Document text -
For cases/all, compare against a recent valid baseline built the same way. One run is enough to reject obviously bad ideas; use 2-3 runs before keeping a change.

4) Capture a flat perf profile first

Start with a flat cycles:u profile. On this repository the .node binary is large enough that DWARF callgraphs can become too expensive.

sh
perf record -o /tmp/rspack-cases-all.perf.data \
  -e cycles:u -F 2500 -- \
  env RSPACK_BINDING=<worktree>/crates/node_binding/rspack.linux-x64-gnu.node \
  ./node_modules/.bin/rspack -c ./rspack.config.js

perf report -i /tmp/rspack-cases-all.perf.data \
  --stdio --no-children -g none --percent-limit 0.2 | head -n 160

Use DWARF callgraphs only when flat symbols are insufficient.

5) Pick the next hotspot pragmatically

Prioritize changes that can move wall time, not just symbol percentages.

Good candidates in cases/all have been:

  • export analysis: ExportsInfoGetter::prefetch, get_used_name
  • module graph/cache lookups: OverlayMap::get, GetExportsTypeCache::get
  • tasking overhead: channel start_send, Stealer::steal, tiny parallel tasks
  • allocation churn: mi_free, repeated String or ArcPath creation, reserve_rehash

Treat low-single-digit hash micro-hotspots carefully. Keep them only if the end-to-end benchmark moves.

6) Implement the smallest plausible fix

Common winning patterns:

  • replace generic maps/sets with project-specific containers such as IdentifierMap, IdentifierSet, UkeyMap, UkeySet
  • split composite keys like (Identifier, bool) when one dimension is tiny
  • add with_capacity / reserve in hot temporary collections
  • remove per-item cross-thread sends in hot loops; prefer parallel collect plus sequential apply
  • avoid materializing String when an Atom, Identifier, or borrowed string is enough
  • reduce repeated graph lookups by caching within the local loop, not by adding a large global cache first

7) Validate before deciding

Minimum validation for Rust-side perf changes:

sh
cargo fmt --all --check
cargo check -p <crate>
pnpm run build:binding:profiling

Run targeted tests if the touched area already has coverage. Run broader checks only when they are relevant and not blocked by known unrelated failures.

8) Keep or revert based on end-to-end results

Keep a change only if at least one of these is true:

  • local cases/all compile time improves
  • a previously top-level hot symbol clearly disappears and wall time does not regress

Revert experiments that only reshuffle percentages without improving compile time.

9) Commit, push, and trigger benchmark immediately

After every kept change:

sh
git commit -am "refactor(<scope>): <perf change>"

Dataset extract -
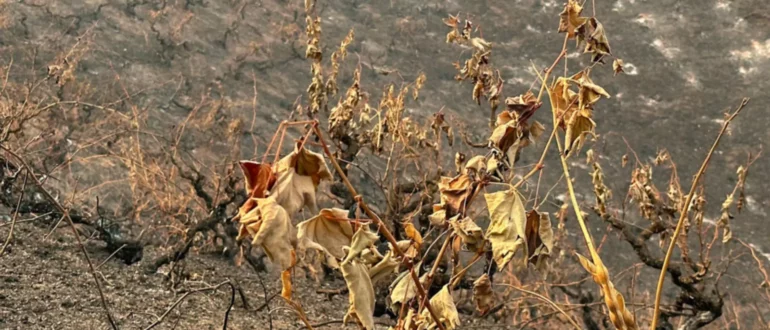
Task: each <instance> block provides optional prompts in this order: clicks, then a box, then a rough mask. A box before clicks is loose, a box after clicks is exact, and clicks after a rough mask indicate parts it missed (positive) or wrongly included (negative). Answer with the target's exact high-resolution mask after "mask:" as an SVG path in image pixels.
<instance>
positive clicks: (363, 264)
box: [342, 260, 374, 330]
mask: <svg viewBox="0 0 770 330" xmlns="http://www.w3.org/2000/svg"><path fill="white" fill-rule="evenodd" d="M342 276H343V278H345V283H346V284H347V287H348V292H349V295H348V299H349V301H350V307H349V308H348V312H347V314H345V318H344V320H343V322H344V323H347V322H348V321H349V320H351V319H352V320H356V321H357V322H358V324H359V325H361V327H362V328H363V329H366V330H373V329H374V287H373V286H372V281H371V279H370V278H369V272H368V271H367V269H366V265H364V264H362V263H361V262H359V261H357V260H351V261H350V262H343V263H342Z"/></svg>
* * *
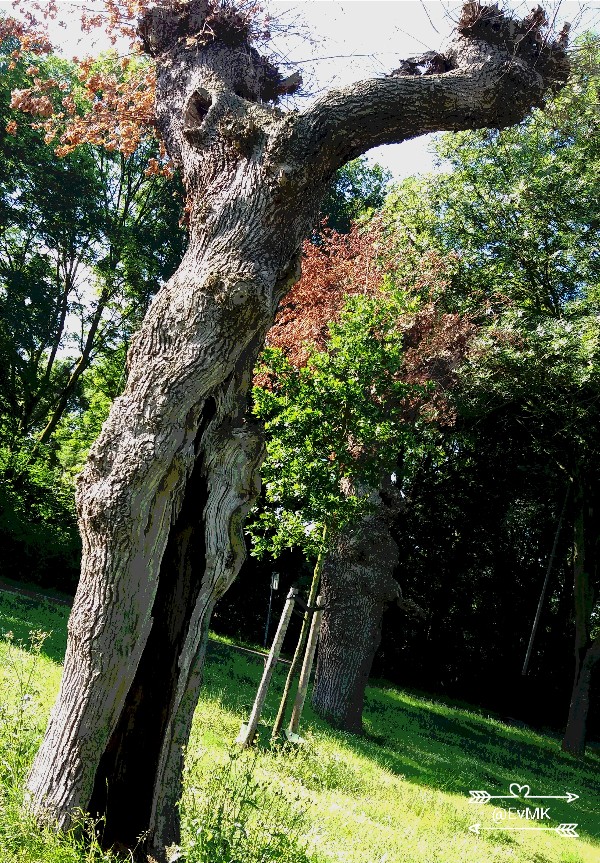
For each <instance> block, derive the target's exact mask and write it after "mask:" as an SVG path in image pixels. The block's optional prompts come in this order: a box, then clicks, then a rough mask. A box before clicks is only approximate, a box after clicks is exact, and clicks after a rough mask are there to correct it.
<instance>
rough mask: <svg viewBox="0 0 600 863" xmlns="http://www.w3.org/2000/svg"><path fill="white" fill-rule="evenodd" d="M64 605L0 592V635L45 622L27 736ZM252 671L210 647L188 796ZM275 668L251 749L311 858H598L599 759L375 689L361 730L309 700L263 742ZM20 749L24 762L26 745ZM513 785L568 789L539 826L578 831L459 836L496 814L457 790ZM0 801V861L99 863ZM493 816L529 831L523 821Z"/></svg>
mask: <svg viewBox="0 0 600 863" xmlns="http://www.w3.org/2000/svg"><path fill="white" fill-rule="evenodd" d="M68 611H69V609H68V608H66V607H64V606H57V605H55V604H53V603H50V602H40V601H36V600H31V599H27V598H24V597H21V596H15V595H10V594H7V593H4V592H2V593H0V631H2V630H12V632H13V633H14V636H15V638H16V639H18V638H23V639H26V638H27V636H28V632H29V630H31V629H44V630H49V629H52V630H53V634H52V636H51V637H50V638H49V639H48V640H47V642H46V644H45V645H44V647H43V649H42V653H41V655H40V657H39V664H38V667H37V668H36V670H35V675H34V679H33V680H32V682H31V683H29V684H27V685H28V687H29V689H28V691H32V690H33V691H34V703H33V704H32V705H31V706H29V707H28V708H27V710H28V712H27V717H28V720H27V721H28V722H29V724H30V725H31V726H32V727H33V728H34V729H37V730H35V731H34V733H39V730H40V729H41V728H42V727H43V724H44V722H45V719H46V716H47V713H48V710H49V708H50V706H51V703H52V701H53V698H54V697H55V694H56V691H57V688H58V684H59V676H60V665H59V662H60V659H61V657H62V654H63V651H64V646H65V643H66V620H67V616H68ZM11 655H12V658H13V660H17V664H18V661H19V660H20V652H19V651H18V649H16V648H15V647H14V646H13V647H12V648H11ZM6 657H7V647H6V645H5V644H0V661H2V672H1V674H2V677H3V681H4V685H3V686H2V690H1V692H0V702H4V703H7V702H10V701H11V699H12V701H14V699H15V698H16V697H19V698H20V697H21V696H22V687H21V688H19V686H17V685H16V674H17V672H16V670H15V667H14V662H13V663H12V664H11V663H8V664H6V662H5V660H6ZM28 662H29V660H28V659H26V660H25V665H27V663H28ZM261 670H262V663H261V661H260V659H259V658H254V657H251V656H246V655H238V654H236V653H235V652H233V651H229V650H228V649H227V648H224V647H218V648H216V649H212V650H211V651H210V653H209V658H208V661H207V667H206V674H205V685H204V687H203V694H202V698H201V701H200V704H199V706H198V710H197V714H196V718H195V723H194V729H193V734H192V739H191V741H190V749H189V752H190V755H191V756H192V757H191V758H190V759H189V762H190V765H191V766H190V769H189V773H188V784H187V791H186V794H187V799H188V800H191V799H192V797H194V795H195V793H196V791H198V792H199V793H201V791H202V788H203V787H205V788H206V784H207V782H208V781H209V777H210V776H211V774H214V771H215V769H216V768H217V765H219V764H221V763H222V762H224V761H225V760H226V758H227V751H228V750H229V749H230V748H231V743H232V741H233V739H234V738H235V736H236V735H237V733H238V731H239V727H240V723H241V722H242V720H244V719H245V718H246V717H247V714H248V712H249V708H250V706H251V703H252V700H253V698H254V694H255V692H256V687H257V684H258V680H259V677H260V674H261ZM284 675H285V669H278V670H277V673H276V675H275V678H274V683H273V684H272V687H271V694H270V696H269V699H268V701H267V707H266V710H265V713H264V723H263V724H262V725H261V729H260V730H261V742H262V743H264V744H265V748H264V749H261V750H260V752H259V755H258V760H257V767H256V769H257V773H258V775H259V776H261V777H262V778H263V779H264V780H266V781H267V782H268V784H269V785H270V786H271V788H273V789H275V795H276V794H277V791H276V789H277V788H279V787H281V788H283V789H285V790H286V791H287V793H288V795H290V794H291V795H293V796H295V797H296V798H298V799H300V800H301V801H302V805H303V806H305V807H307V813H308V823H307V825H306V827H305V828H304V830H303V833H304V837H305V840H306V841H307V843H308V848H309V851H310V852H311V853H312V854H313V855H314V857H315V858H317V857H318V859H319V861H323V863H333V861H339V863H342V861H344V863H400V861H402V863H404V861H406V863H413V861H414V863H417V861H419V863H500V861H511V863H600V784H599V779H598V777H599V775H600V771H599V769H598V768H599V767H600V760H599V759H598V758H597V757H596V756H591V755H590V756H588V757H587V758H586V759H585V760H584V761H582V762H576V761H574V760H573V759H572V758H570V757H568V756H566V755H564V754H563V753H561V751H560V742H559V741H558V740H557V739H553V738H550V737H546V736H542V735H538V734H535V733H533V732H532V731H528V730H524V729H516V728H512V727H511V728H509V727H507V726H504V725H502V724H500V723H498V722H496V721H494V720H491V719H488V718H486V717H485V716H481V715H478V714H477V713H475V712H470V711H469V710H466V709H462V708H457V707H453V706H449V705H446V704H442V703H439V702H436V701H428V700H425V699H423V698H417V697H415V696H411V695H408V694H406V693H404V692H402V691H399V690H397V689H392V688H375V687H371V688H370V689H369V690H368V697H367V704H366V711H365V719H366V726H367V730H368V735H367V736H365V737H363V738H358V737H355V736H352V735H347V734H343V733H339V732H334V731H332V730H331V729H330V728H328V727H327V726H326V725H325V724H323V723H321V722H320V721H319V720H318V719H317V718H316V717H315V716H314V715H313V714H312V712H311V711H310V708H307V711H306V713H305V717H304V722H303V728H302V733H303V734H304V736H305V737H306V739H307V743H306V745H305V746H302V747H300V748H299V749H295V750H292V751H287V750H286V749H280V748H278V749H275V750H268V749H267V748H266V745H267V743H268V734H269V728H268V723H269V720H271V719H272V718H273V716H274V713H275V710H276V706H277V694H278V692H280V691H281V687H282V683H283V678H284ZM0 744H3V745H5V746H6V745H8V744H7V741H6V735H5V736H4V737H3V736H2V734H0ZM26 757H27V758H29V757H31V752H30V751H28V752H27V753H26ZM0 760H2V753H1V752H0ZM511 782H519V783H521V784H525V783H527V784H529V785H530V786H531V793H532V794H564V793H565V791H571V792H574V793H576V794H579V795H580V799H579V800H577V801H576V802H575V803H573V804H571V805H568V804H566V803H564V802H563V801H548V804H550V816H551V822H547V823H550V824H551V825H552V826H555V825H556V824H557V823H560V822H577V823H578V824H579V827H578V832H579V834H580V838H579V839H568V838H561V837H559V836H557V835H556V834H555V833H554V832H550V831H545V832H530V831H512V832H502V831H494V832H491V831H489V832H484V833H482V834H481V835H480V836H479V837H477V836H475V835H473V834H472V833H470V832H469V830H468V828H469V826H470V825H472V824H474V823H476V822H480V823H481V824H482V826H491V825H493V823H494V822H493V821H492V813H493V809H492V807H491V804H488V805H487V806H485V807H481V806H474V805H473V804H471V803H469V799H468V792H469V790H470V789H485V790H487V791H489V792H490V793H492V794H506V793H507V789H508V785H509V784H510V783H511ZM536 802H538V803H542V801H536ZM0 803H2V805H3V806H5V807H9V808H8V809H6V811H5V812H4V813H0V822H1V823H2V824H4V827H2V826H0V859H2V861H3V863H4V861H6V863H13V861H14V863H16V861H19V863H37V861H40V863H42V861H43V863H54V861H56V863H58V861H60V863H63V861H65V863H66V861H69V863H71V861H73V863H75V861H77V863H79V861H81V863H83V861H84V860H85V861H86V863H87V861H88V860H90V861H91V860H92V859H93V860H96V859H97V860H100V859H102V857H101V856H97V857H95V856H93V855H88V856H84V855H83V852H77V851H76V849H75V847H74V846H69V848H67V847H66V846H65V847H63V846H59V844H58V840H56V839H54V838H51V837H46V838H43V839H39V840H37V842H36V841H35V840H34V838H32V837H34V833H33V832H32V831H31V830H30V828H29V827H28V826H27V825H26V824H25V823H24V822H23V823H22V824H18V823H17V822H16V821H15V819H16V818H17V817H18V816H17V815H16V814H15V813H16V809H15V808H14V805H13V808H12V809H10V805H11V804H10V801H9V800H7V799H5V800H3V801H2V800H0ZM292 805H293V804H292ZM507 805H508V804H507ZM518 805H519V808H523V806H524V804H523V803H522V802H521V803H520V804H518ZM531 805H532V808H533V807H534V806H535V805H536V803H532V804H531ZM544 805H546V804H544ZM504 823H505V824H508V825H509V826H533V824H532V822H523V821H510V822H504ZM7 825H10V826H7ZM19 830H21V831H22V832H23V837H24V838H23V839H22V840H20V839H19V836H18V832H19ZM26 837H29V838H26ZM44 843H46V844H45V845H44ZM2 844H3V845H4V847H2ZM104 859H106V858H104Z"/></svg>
--
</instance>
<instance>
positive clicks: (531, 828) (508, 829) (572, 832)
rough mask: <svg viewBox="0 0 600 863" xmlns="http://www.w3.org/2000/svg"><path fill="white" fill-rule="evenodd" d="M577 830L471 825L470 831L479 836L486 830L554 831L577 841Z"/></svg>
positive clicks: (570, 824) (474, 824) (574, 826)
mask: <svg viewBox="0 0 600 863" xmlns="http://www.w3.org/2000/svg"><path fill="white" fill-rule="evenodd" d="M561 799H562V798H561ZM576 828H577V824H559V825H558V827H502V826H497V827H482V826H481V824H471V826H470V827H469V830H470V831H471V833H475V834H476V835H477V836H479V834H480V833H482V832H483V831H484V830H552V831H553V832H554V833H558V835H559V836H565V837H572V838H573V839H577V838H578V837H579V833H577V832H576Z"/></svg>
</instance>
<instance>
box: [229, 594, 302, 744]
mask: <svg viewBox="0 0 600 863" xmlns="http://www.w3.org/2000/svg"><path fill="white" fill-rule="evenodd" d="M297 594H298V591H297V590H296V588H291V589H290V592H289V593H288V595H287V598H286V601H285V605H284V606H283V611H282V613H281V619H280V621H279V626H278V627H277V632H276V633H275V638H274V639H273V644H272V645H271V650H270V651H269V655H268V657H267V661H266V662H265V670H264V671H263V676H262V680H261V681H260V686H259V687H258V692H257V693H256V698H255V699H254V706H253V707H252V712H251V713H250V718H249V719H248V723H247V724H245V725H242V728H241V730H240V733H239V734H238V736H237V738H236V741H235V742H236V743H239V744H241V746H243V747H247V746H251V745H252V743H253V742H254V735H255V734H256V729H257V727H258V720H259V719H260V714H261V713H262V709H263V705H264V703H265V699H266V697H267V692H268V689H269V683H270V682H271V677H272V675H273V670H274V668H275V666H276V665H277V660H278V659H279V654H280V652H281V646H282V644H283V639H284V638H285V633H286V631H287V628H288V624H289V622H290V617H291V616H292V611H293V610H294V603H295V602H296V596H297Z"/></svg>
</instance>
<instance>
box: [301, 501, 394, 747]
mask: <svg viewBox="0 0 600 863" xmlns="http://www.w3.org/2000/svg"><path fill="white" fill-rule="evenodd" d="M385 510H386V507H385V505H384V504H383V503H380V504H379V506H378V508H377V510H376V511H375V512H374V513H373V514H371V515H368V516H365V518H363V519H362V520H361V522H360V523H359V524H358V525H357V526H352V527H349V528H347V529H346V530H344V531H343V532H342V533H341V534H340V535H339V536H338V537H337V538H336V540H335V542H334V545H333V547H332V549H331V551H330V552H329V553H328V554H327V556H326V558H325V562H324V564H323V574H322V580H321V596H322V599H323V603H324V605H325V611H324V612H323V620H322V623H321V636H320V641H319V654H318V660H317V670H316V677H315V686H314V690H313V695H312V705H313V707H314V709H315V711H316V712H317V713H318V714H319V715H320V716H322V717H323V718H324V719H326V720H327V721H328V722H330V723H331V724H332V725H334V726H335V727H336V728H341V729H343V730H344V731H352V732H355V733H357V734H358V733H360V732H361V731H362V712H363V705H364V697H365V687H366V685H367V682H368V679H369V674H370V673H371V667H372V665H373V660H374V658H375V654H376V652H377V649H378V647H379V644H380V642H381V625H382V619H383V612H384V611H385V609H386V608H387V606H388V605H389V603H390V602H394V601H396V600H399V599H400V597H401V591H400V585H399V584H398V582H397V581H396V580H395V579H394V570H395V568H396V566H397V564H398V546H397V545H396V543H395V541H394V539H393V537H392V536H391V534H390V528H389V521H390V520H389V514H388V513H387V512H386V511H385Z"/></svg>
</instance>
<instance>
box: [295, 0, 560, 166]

Exercises -
• A. In the rspack profiling guide, how many runs should you use before keeping a change?
• B. Translate this sentence from the rspack profiling guide into Spanish: "Revert experiments that only reshuffle percentages without improving compile time."
• C. Write the next part of the rspack profiling guide, picking up after its last line.
The records aren't needed for anything here.

Answers by item number -
• A. 2-3 runs.

• B. Revierte los experimentos que solo reordenan los porcentajes sin mejorar el tiempo de compilación.

• C.
git push
gh workflow run 'Ecosystem Benchmark' -f pr=<pr-number>
gh run list --workflow 'Ecosystem Benchmark' --limit 5

The benchmark workflow input is defined in .github/workflows/ecosystem-benchmark.yml. Use pr=<pr-number>; a run on main does not benchmark the PR branch.

If git push is unavailable because of local network or DNS issues, use gh/GitHub API as a fallback to update the PR branch, then trigger the workflow. In that fallback mode, local git status may stay dirty because local HEAD does not know about the remote-only commit.

10) Rebase and keep history clean

Before opening a new PR or after long-running iteration:

sh
git fetch origin
git rebase origin/main

If the branch was updated through the GitHub API instead of local git, sync the local branch before assuming git status represents unpushed work.

Reporting

When reporting progress, include:

  • kept commit SHA
  • PR URL
  • latest local benchmark numbers
  • perf.data path for the kept profile
  • workflow run URL after each pushed commit
  • the specific hot symbols that went down or disappeared

Common traps

  • A lower perf percentage is not enough; keep changes only when compile time improves or stays flat with a clearly better hotspot profile.
  • gh run list may show an in-progress Ecosystem Benchmark on main; that does not replace a workflow_dispatch run for the PR.
  • If git status shows a modified tracked file after a fallback remote update, compare the local file blob hash with the remote contents API before assuming something is uncommitted.
  • Do not churn the user's main worktree with benchmark artifacts. Keep perf.data, scratch logs, and benchmark-only files under /tmp or the temp worktree.